### [TEXT EXTRACT]
------------------------

World: This refers to the origin of a realm, holding, champion, or artifact. It is noted by a logo on the card, right beside the card's name. A logo at the bottom of the card by the card number refers to the publishing set, not the world, and has no affect on determining which cards can be attached. The AD&D logo is a world all its own; it is not a generic world whose artifacts are usable by all other world champions.

To run a SPELLFIRE tournament, all you need are:

• At least 9 players (for a scored tournament)
• A copy of both SPELLFIRE Reference Guides
• A coordinator, who is in charge of interpreting rules during the tournament. Large tournaments might require more than one judge.

There are a variety of different tournaments to choose from that are considered standard. Standard tournaments are detailed below. Most of the tournaments are intermediate-level events, though there are a few advanced tournaments to challenge experienced players.
Additional tournament types are legal as long as the rules for the tournament are clear. If you create a new tournament, please send us your rules and we’ll consider making it a standard tournament. Ways to contact the Design Team are at the end of this document.
Most of these tournaments work well at any deck size, though the Shattered Land tournament takes a lot longer with larger deck sizes. Every tournament is comprised of three players. The first player to win two games advances.

Championship (Intermediate)
This is the standard SPELLFIRE tournament game. Each player constructs a deck based on the number of cards (55, 75, or 110) and players battle toward the established victory conditions (6 or 10 realms). Note that dungeon cards are not considered part of these deck totals.

Conqueror’s Game (Advanced)
The first player to raze four realms in combat and have three unrazed realms of his own wins the game. Each player brings his own unique markers to identify the realms he has razed.
Realms razed outside of combat (through “vengeful” ally or champion powers or through events) don’t count. A realm is only considered razed if the attacking player’s champion wins the round of combat and causes the realm to be razed.
Each time a realm is razed, the victorious player pushes one of his markers forward. Once a realm is razed, it makes no difference whether the realm is rebuilt or discarded (the player always keeps his marker). Likewise, multiple players can get a marker by razing the same realm (through rebuilding by the owning player), and a player can get an additional marker by razing the same realm in combat at a later time. Any realm that is discarded as a result of combat does not earn a marker, however.

King’s Decree (Intermediate)
All champions get to attack any realm of an opponent, regardless of its position or special powers. Each time a realm is razed in combat, the victorious player gets to draw one card at random from each of his opponents and discard it.

------------------------

[Rows from a box labeling dataset]
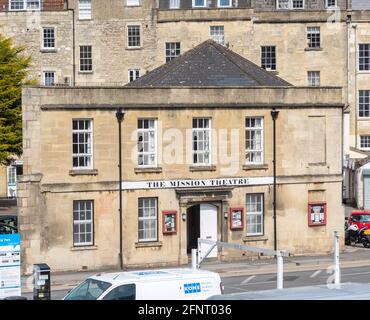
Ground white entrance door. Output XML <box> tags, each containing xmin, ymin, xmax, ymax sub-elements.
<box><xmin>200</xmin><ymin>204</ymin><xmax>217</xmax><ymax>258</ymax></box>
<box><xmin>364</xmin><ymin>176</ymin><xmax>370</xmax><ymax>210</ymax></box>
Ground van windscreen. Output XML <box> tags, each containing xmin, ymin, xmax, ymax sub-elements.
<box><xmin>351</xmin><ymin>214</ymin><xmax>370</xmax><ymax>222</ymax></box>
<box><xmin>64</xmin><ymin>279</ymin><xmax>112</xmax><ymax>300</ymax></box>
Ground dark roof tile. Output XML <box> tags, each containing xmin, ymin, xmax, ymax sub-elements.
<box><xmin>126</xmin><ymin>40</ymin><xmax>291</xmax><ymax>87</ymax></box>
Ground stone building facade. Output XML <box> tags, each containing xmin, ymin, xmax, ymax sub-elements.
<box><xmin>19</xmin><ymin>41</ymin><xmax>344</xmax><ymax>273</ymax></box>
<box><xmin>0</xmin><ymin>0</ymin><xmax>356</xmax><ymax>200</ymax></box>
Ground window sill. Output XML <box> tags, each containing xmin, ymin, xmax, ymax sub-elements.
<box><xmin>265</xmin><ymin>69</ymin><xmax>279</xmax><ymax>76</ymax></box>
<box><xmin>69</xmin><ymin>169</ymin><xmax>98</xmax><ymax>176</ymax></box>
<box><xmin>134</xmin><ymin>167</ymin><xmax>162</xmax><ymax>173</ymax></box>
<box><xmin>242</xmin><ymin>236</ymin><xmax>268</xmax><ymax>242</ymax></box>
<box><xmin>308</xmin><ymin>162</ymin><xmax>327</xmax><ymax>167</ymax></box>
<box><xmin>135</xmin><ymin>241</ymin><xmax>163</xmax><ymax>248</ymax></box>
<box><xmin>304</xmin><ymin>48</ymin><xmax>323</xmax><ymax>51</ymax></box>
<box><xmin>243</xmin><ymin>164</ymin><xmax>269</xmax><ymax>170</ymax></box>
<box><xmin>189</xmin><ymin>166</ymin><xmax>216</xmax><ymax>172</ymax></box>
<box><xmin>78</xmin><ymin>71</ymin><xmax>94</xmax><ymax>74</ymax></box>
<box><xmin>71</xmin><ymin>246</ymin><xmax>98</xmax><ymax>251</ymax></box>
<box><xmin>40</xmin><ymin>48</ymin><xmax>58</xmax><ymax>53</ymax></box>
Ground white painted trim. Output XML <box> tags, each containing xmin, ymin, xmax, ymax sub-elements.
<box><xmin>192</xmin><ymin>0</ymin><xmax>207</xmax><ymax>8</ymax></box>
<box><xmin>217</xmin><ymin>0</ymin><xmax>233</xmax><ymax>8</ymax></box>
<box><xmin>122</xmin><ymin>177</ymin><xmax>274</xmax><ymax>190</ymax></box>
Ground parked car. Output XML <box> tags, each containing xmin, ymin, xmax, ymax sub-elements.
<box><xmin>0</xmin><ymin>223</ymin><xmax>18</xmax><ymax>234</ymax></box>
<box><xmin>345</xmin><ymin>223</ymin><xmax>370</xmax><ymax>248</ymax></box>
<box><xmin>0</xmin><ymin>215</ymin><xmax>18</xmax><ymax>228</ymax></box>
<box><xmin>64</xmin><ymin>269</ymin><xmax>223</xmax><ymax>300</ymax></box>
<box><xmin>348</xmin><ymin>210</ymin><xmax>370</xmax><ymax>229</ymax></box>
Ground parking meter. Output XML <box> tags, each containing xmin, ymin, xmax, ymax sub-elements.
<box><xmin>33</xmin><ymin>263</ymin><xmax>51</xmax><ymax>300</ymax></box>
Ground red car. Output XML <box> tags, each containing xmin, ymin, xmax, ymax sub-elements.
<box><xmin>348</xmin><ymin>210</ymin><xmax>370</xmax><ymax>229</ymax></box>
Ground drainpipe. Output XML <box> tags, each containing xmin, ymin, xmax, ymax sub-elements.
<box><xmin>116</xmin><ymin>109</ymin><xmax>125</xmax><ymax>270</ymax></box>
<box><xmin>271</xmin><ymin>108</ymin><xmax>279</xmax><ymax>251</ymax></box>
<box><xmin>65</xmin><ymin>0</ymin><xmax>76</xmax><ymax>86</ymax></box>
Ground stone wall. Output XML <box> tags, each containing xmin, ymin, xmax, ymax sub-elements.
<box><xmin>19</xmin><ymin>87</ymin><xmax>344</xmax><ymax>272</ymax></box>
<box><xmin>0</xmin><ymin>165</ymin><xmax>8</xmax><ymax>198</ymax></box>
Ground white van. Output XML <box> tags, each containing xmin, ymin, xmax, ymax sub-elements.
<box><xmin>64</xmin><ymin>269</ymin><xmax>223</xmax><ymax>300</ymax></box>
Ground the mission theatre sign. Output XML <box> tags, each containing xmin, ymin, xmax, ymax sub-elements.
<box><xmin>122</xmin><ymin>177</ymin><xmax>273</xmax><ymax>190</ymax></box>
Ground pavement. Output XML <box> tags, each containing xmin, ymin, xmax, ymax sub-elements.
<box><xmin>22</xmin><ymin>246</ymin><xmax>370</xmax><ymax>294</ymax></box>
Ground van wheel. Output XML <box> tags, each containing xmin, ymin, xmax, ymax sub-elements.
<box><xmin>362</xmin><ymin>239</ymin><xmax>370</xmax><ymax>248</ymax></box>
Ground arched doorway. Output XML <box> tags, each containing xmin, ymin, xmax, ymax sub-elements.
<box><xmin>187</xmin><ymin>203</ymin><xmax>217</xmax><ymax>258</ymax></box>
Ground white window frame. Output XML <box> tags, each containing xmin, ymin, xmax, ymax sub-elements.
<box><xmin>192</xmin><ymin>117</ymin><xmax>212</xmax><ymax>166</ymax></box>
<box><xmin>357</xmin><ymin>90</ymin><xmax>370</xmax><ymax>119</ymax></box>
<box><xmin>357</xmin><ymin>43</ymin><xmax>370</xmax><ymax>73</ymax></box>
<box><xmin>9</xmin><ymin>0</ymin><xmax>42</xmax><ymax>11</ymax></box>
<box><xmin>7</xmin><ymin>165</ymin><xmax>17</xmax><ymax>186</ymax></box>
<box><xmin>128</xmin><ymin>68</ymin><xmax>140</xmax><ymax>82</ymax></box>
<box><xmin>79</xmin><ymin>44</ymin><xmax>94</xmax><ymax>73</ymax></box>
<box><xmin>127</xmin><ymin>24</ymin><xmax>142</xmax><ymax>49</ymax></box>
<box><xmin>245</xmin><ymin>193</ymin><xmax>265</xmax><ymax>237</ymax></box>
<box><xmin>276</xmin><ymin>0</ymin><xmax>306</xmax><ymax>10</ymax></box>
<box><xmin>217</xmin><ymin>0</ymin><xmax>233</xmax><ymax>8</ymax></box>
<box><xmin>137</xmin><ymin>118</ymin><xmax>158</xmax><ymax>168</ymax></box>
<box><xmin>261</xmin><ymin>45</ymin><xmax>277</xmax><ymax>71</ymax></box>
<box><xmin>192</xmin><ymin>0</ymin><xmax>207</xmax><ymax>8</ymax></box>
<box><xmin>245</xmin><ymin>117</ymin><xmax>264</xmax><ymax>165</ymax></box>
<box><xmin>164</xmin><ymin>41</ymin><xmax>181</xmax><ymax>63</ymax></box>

------------------------

### [EXERCISES]
(a) Please reproduce the SPELLFIRE tournament text starting at "There are a variety" and ending at "two games advances.", substituting "Rules Team" for "Design Team".
(b) According to the SPELLFIRE tournament text, why does the logo at the bottom of a card, by the card number, have no effect on which cards can be attached?

### [FULL ANSWERS]
(a)
There are a variety of different tournaments to choose from that are considered standard. Standard tournaments are detailed below. Most of the tournaments are intermediate-level events, though there are a few advanced tournaments to challenge experienced players.
Additional tournament types are legal as long as the rules for the tournament are clear. If you create a new tournament, please send us your rules and we’ll consider making it a standard tournament. Ways to contact the Rules Team are at the end of this document.
Most of these tournaments work well at any deck size, though the Shattered Land tournament takes a lot longer with larger deck sizes. Every tournament is comprised of three players. The first player to win two games advances.

(b) That logo refers to the publishing set, not the world. A card's world is shown by the logo beside the card's name.